# QUOTED PASSAGE:
Begin

Understanding the Commonwealth symbolically as both pointing to the reality of
right relationship with God and participation in that relationship, however
preliminary that participation may be, is the most helpful eschatological
vision for people acknowledging the depth of ambiguity in human experience.
Symbol as both
pointer and participant brings up the problem that humans cannot participate in
the unambiguous future. The paradoxical participation of the human in the
reality to which the symbol of the Commonwealth of God points is a reality
through the Church which is the body of Christ on earth. The full divinity and
full humanity of Christ allow the human church to participate in the Commonwealth
even as it constantly and necessarily fails to realize the Commonwealth on
Earth. The reality of the Church points to the communal nature of the
Commonwealth, not just for individually ‘saved’ souls but for the inescapably
mutual web of humankind with all of God’s creation. Tillich uses the symbol of
‘essentialization’ to recognize this interlocking nature of salvation; as no
thing is unambiguously positive or negative, no part of creation is beyond
salvation.[12]
Thus judgment is
not of individual souls but of all the creation that God has called ‘good.’
Such judgment is only another name for the essentialization in which ambiguity
will cease in favor of the essential positive that is the content of right
relationship with God. Essence is not only spirit or soul; Christian accounts
of Jesus’ resurrection point to a bodily aspect necessary to this
essentialization and thus necessary to the Commonwealth. Bodily resurrection
and the web of creation imply the salvation of all creation in such a way that
the earth God has called ‘good’ will be part of the Commonwealth. Spatially,
the Commonwealth will include the earth; whether the two are precisely
physically identified is unknown and perhaps doubtful. Thus our own earth
rather than some cloud-adorned ‘heaven’ will be the location of right
relationship with God. I follow Tillich in describing heaven and hell not as
places or eternal states but as symbols of unambiguous blessedness and despair.[13] Dispensationalist
(and other) abuse of the earth thus stands against God’s vision of the
Commonwealth.

End

# INFORMATION PROVIDED:

Begin

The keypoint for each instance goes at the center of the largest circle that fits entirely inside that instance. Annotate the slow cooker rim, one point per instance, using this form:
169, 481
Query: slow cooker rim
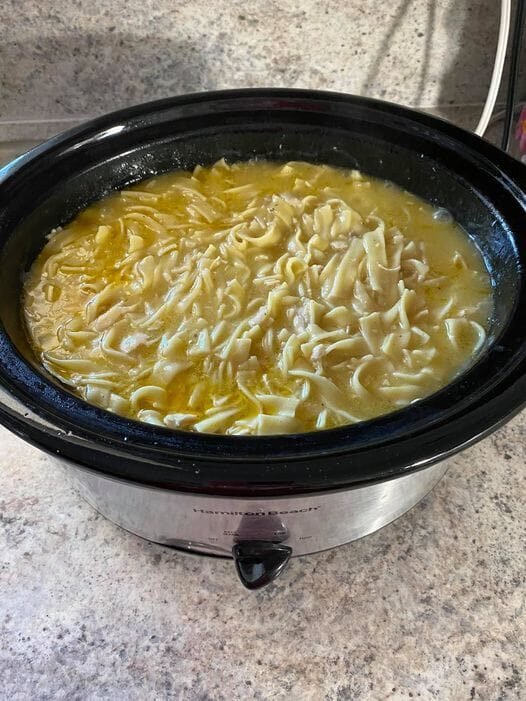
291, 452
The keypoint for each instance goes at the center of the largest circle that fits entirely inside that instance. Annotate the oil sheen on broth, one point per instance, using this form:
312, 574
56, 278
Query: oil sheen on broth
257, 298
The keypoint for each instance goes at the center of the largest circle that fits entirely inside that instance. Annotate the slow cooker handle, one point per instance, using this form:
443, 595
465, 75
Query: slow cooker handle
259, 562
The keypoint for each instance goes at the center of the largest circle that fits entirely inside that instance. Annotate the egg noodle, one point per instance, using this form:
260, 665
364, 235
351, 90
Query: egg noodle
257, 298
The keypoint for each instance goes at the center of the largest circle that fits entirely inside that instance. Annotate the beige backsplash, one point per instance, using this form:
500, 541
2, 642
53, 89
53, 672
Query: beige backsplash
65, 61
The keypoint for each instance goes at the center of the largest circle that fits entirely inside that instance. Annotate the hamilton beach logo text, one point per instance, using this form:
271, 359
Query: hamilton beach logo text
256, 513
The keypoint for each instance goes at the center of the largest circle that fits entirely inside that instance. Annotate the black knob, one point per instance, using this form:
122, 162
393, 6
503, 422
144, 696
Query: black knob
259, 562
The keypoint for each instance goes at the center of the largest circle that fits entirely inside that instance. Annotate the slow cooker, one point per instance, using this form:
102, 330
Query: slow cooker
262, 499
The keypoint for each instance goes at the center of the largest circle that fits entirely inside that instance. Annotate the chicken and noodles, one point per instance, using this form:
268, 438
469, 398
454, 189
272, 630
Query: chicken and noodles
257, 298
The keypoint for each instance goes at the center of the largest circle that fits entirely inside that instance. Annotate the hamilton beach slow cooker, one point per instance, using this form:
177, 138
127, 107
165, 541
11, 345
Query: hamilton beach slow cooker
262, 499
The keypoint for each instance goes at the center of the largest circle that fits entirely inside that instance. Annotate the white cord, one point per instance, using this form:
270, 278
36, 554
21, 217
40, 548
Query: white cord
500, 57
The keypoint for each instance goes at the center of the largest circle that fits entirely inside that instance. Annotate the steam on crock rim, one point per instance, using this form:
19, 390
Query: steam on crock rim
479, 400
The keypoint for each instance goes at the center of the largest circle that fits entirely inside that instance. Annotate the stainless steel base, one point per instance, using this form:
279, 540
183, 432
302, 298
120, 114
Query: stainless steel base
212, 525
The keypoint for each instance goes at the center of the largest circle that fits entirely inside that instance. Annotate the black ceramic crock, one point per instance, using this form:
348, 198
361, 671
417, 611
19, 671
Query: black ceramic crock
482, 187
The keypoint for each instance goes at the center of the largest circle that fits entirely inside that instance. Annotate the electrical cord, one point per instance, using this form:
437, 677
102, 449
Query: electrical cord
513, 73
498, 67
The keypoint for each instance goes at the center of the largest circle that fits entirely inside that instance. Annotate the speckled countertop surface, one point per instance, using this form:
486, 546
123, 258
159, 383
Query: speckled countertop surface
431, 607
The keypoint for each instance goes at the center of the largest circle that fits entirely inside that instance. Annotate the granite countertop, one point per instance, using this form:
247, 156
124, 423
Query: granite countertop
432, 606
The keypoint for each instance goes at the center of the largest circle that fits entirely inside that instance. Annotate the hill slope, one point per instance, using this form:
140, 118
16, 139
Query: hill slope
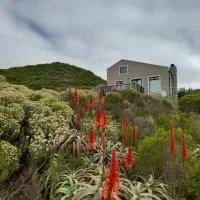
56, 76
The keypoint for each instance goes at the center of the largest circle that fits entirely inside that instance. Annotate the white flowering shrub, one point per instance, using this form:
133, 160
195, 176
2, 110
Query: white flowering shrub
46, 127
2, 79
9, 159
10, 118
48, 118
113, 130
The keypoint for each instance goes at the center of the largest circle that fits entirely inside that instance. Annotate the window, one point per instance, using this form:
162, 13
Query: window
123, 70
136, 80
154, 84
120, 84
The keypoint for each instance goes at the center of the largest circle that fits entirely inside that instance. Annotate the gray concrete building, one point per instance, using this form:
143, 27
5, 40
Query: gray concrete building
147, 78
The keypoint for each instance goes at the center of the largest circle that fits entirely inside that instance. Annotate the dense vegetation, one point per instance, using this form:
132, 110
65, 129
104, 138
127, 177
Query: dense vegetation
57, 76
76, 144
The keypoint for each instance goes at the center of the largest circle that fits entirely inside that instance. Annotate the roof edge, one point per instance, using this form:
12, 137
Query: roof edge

End

# TASKS:
(a) In the passage on the Commonwealth of God, what symbol does Tillich use to recognize the interlocking nature of salvation?
(b) List each line of the listing that includes the word "sheen".

# ANSWERS BY TASK:
(a) Essentialization.

(b)
The keypoint for each instance goes at the center of the largest circle that fits entirely inside that instance. Annotate the oil sheen on broth, one point per instance, using this form:
Query: oil sheen on broth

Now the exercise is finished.